Dataset records.
▽

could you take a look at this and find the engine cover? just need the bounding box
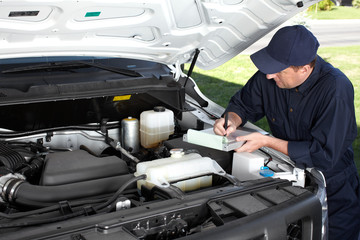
[40,150,128,186]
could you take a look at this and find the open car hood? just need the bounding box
[0,0,317,70]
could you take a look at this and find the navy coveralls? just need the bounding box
[226,56,360,239]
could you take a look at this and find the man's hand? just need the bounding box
[214,112,288,155]
[235,132,269,152]
[213,112,242,136]
[236,132,289,155]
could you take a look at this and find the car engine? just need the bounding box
[0,96,323,239]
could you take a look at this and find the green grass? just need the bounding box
[307,6,360,19]
[186,45,360,174]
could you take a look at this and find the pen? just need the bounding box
[224,112,228,136]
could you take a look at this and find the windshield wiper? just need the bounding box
[1,61,142,77]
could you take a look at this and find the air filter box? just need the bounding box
[40,150,129,186]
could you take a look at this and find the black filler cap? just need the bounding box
[154,106,165,112]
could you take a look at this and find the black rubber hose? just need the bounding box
[0,191,137,219]
[93,174,145,212]
[0,197,107,219]
[0,174,146,229]
[13,174,135,207]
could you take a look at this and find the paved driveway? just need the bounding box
[242,19,360,55]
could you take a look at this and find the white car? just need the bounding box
[0,1,326,239]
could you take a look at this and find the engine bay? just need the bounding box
[0,122,233,206]
[0,96,322,239]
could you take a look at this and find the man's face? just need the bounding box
[266,67,305,89]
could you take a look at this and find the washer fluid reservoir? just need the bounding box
[134,151,225,192]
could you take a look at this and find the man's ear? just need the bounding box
[300,64,312,75]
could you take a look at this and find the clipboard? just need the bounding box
[183,127,255,152]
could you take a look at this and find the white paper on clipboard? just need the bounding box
[183,127,256,152]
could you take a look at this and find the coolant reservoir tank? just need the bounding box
[134,152,225,192]
[139,106,174,148]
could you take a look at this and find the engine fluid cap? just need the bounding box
[123,116,136,121]
[154,106,165,112]
[259,166,274,177]
[170,148,184,158]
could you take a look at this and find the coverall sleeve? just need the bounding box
[225,71,266,125]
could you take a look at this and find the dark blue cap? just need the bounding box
[250,25,319,74]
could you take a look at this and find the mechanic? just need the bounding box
[213,25,360,240]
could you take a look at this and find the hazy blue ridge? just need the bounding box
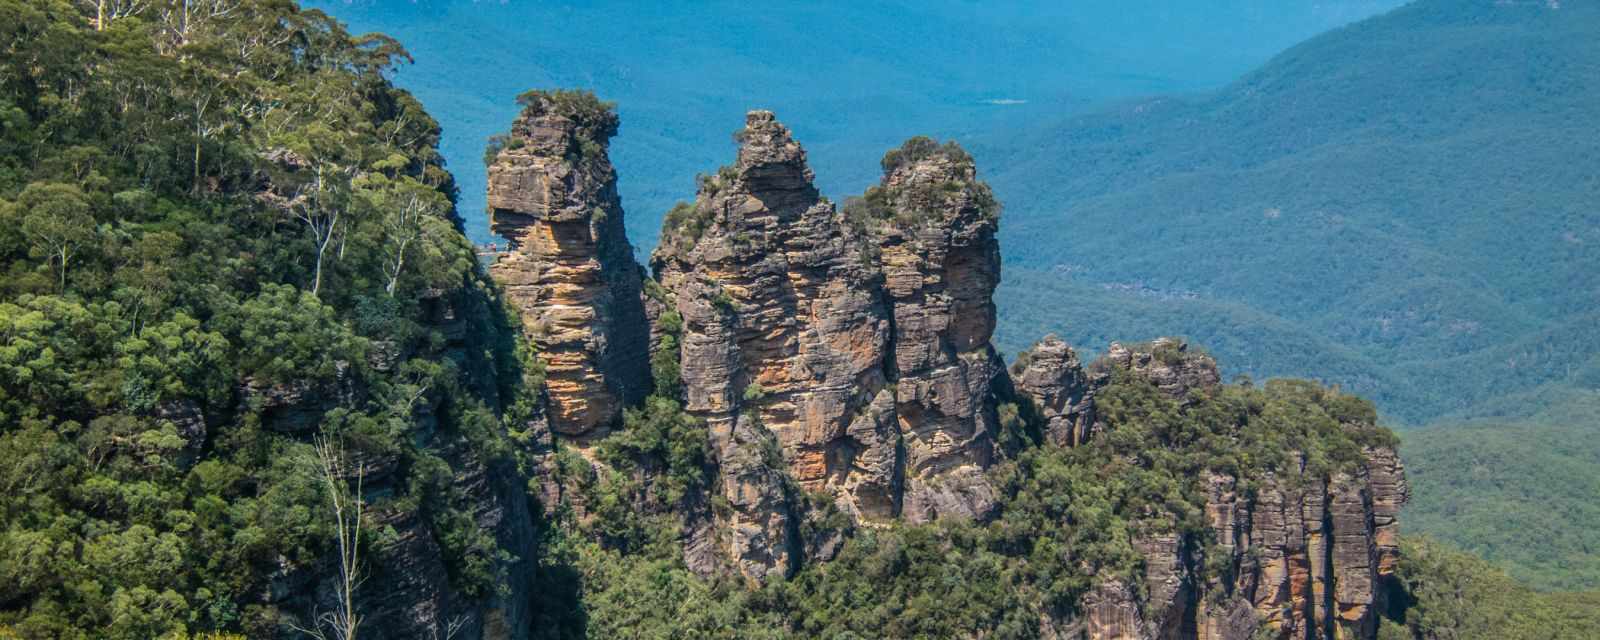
[305,0,1404,249]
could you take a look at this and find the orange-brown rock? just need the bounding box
[1012,334,1098,447]
[647,118,1022,578]
[487,92,650,438]
[1059,342,1410,640]
[870,137,1006,522]
[650,111,895,580]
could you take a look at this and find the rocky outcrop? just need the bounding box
[1057,342,1409,640]
[1099,338,1222,402]
[487,92,651,438]
[870,137,1007,523]
[476,101,1408,640]
[1012,335,1098,447]
[649,111,894,579]
[643,115,1019,578]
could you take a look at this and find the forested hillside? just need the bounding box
[1402,416,1600,592]
[986,0,1600,427]
[0,2,542,637]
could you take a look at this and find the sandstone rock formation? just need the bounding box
[870,136,1007,522]
[641,116,1017,578]
[1100,338,1223,402]
[649,111,895,579]
[487,92,651,438]
[1011,334,1097,447]
[1049,342,1410,640]
[479,101,1408,639]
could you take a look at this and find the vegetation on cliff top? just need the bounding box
[843,136,1001,232]
[527,350,1398,638]
[0,1,533,636]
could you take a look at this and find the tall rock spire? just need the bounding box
[867,136,1006,522]
[486,91,651,438]
[648,118,1016,577]
[651,111,896,580]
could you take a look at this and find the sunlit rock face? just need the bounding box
[650,111,898,580]
[487,93,650,438]
[870,138,1007,523]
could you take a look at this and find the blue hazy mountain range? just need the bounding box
[306,0,1403,250]
[307,0,1597,430]
[984,0,1600,426]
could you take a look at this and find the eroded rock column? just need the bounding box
[651,111,895,580]
[486,92,651,438]
[871,138,1006,522]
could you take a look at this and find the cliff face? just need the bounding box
[481,100,1408,638]
[1017,340,1410,640]
[872,140,1006,522]
[649,111,896,579]
[487,93,651,438]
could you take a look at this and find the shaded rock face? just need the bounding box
[873,142,1006,523]
[1011,335,1097,447]
[487,94,651,438]
[646,114,1013,579]
[261,289,541,640]
[650,111,896,580]
[1053,342,1409,640]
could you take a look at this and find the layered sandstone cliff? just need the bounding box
[648,111,897,579]
[637,115,1016,578]
[1018,341,1410,640]
[486,92,651,438]
[870,138,1007,522]
[481,99,1408,639]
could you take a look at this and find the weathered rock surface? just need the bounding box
[487,93,651,438]
[1057,342,1409,640]
[1012,334,1098,447]
[474,102,1409,640]
[650,111,894,579]
[642,114,1023,578]
[1100,338,1222,402]
[871,138,1007,523]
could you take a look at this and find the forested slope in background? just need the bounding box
[976,1,1600,593]
[985,0,1600,428]
[305,0,1404,249]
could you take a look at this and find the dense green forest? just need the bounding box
[1401,418,1600,592]
[3,0,1598,638]
[1380,537,1600,640]
[0,1,536,636]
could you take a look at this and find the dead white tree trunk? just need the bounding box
[292,436,365,640]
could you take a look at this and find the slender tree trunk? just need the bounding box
[312,226,332,296]
[312,437,364,640]
[385,251,404,296]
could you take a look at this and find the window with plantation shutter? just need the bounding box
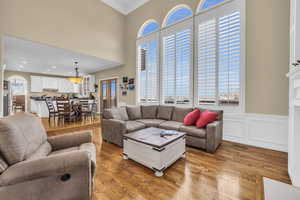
[137,32,159,104]
[196,0,242,109]
[198,19,217,104]
[218,11,241,105]
[161,19,193,105]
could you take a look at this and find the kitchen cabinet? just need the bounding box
[31,76,43,93]
[43,77,58,90]
[58,78,80,93]
[31,76,80,93]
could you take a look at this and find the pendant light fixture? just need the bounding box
[68,61,82,84]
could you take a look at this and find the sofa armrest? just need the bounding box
[101,119,126,147]
[206,120,223,153]
[48,131,93,151]
[0,151,91,186]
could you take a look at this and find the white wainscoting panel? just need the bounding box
[223,113,288,152]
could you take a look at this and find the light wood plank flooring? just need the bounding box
[43,120,290,200]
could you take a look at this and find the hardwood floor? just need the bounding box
[42,116,100,134]
[43,120,290,200]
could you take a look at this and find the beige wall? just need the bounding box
[95,0,290,116]
[0,0,125,64]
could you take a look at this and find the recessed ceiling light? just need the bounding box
[19,65,24,68]
[52,66,57,69]
[17,69,21,71]
[22,61,27,64]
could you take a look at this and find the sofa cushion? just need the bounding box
[136,119,166,127]
[196,110,218,128]
[157,106,174,120]
[180,125,206,138]
[0,155,8,174]
[172,107,193,122]
[141,105,158,119]
[0,113,50,165]
[159,121,183,131]
[126,106,142,120]
[125,121,146,133]
[184,109,201,126]
[103,107,128,121]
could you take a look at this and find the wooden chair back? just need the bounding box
[79,100,91,113]
[45,98,56,113]
[56,97,72,114]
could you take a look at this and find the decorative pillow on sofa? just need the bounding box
[196,110,218,128]
[157,106,174,120]
[172,107,193,122]
[183,109,201,126]
[141,105,158,119]
[126,106,142,120]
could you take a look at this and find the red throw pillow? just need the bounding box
[183,109,201,126]
[196,110,218,128]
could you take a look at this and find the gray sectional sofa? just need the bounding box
[101,105,223,153]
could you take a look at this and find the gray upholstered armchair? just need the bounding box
[0,113,96,200]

△

Problem to solve. The data must come back word for word, with every picture removed.

Exercise output.
could you take a look at this and find the engine cover? just need the bounding box
[40,150,128,186]
could you take a look at this and find the open car hood? just need the bounding box
[0,0,317,70]
could you take a look at this and find the navy coveralls? just need the bounding box
[226,56,360,239]
could you take a look at this and find the man's hand? just need the bounding box
[214,112,288,155]
[235,132,269,152]
[213,112,242,136]
[236,132,289,155]
could you take a look at this and find the car engine? just need the bounding box
[0,96,323,239]
could you take a look at this and find the green grass? just need the bounding box
[307,6,360,19]
[186,45,360,174]
could you take a look at this and find the pen? just need the bounding box
[224,112,228,136]
could you take a look at this and find the windshield wiper? just need the bounding box
[1,61,142,77]
could you take a look at this and find the air filter box? just need the bounding box
[40,150,129,186]
could you take a look at this and find the black filler cap? just need the bounding box
[154,106,165,112]
could you take a look at this and find the black rubber hose? just need the bounding box
[0,191,137,219]
[93,174,145,212]
[0,197,107,219]
[0,174,146,229]
[13,174,135,207]
could you take a look at this and find the paved driveway? just need the bounding box
[242,19,360,55]
could you take a look at this and find the white car? just need the bounding box
[0,1,326,239]
could you take a look at this and find the engine bay? just need the bounding box
[0,122,233,206]
[0,96,322,239]
could you take a look at this and find the man's face? just need the bounding box
[266,67,305,89]
could you take a look at this and find the washer fluid reservoir? just need the bounding box
[134,151,225,192]
could you take a look at this and find the man's ear? just need the bounding box
[300,64,312,75]
could you take a look at this and find the clipboard? just need the bounding box
[183,127,255,152]
could you take a look at this and find the white paper on clipboard? just need the bounding box
[183,127,256,152]
could you take a look at this and find the coolant reservoir tank? just need the bounding box
[134,152,225,192]
[139,106,174,148]
could you take a look at this and find the engine fluid cap? just need the bounding box
[123,116,136,121]
[154,106,165,112]
[259,166,274,177]
[170,148,184,158]
could you take a look at this and find the coverall sleeve? just need the bounding box
[225,71,266,125]
could you take a look at this and find the dark blue cap? just need the bounding box
[250,25,319,74]
could you take a look at this and find the mechanic? just need the bounding box
[213,25,360,240]
could you take a look at this and find the hazy blue ridge? just need the bounding box
[305,0,1404,249]
could you take a look at this and find the orange-brown rock? just need the bounding box
[1012,334,1098,447]
[647,118,1022,578]
[487,92,650,438]
[1059,342,1410,640]
[870,137,1006,522]
[650,111,895,580]
could you take a look at this and find the rocky outcrop? just need the bounding box
[1057,342,1409,640]
[1099,338,1222,402]
[487,92,651,438]
[870,137,1007,523]
[476,101,1408,640]
[1012,335,1098,447]
[649,111,894,579]
[643,115,1019,578]
could you take a look at this and find the forested hillside? just need the bounding box
[1402,416,1600,592]
[986,0,1600,427]
[0,2,542,637]
could you take a look at this and find the sandstone rock formation? just need the bounding box
[870,136,1007,522]
[641,116,1017,578]
[1100,338,1223,402]
[649,111,895,579]
[487,92,651,438]
[1011,334,1097,447]
[1049,342,1410,640]
[479,101,1408,639]
could you take a look at this and find the vegetation on cliff top? just need the bounding box
[843,136,1001,232]
[527,350,1398,638]
[0,1,533,636]
could you take a look at this and find the tall rock spire? just need the bounding box
[867,136,1006,522]
[486,91,651,438]
[648,118,1016,577]
[651,111,896,580]
could you take a look at this and find the sunlit rock face? just need the bounding box
[650,111,898,580]
[487,93,650,438]
[870,138,1007,523]
could you take a look at this and find the blue hazy mountain range? just need the bounding box
[306,0,1403,250]
[307,0,1597,430]
[984,0,1600,426]
could you take a look at this and find the eroded rock column? just need the bounding box
[651,111,895,580]
[486,92,651,438]
[871,138,1006,522]
could you take a look at this and find the cliff face? just need the bounding box
[481,100,1408,638]
[1017,340,1410,640]
[872,140,1006,522]
[649,111,896,579]
[487,93,651,438]
could you take a look at this and find the shaded rock face? just need the bounding box
[873,142,1006,523]
[1011,335,1097,447]
[487,94,651,438]
[646,114,1013,579]
[261,289,541,640]
[650,111,896,580]
[1053,342,1409,640]
could you take a look at this and find the layered sandstone cliff? just need the bounding box
[648,111,897,579]
[637,115,1016,578]
[1018,341,1410,640]
[486,92,651,438]
[870,138,1007,522]
[481,99,1408,639]
could you take a look at this and find the weathered rock surface? just need the bounding box
[487,93,651,438]
[1057,342,1409,640]
[1012,334,1098,447]
[474,102,1409,640]
[650,111,894,579]
[642,114,1023,578]
[1100,338,1222,402]
[871,138,1007,523]
could you take a look at this and find the forested slope in background? just need the bounding box
[976,1,1600,593]
[985,0,1600,428]
[305,0,1404,249]
could you take a look at this and find the dense green forest? just need the bounding box
[1401,418,1600,592]
[3,0,1598,638]
[1380,537,1600,640]
[0,1,536,636]
could you take a look at this and find the dead white tree trunk? just need the bounding box
[292,436,365,640]
could you take a look at this and find the slender tree trunk? just need the bounding box
[312,226,332,296]
[312,437,364,640]
[385,251,404,296]
could you take a look at this and find the window with plantation shutter? just need the bounding box
[137,32,159,104]
[196,0,242,109]
[198,19,217,104]
[218,11,241,105]
[161,19,193,105]
could you take a look at this and find the kitchen cabinet? just need the bounding box
[31,76,43,93]
[43,77,58,90]
[58,78,80,93]
[31,76,80,93]
could you take a look at this and find the pendant light fixture? just need the bounding box
[68,61,82,84]
could you take a look at this and find the sofa armrest? just need the bounding box
[101,119,126,147]
[206,120,223,153]
[48,131,93,151]
[0,151,91,186]
could you take a look at this and find the white wainscoting panel? just need the bounding box
[223,113,288,152]
could you take a look at this and find the light wood plank flooring? just need the bounding box
[43,120,290,200]
could you take a look at this and find the hardwood floor? just need the bounding box
[42,116,100,134]
[43,120,290,200]
could you take a look at this and find the beige wall? just need the bounding box
[95,0,290,116]
[0,0,125,64]
could you take a look at this and find the recessed ceiling light? just need the bounding box
[19,65,24,68]
[52,66,57,69]
[17,69,21,71]
[22,61,27,64]
could you take a look at this and find the sofa cushion? just need the bounding box
[136,119,166,127]
[196,110,218,128]
[157,106,174,120]
[180,125,206,138]
[0,155,8,174]
[172,107,193,122]
[141,105,158,119]
[0,113,50,165]
[159,121,183,131]
[126,106,142,120]
[125,121,146,133]
[184,109,201,126]
[103,107,128,121]
could you take a look at this and find the wooden chair back? just need the bounding box
[79,100,91,113]
[45,98,56,113]
[56,97,72,114]
could you take a look at this and find the decorative pillow on sofa? just need the bounding box
[196,110,218,128]
[157,106,174,120]
[172,107,193,122]
[183,109,201,126]
[141,105,158,119]
[126,106,142,120]
could you take a look at this and find the red throw pillow? just need the bounding box
[183,109,201,126]
[196,110,218,128]
could you take a look at this and find the gray sectional sofa? just need the bounding box
[101,105,223,153]
could you take a look at this and find the gray upholstered armchair? just need the bounding box
[0,113,96,200]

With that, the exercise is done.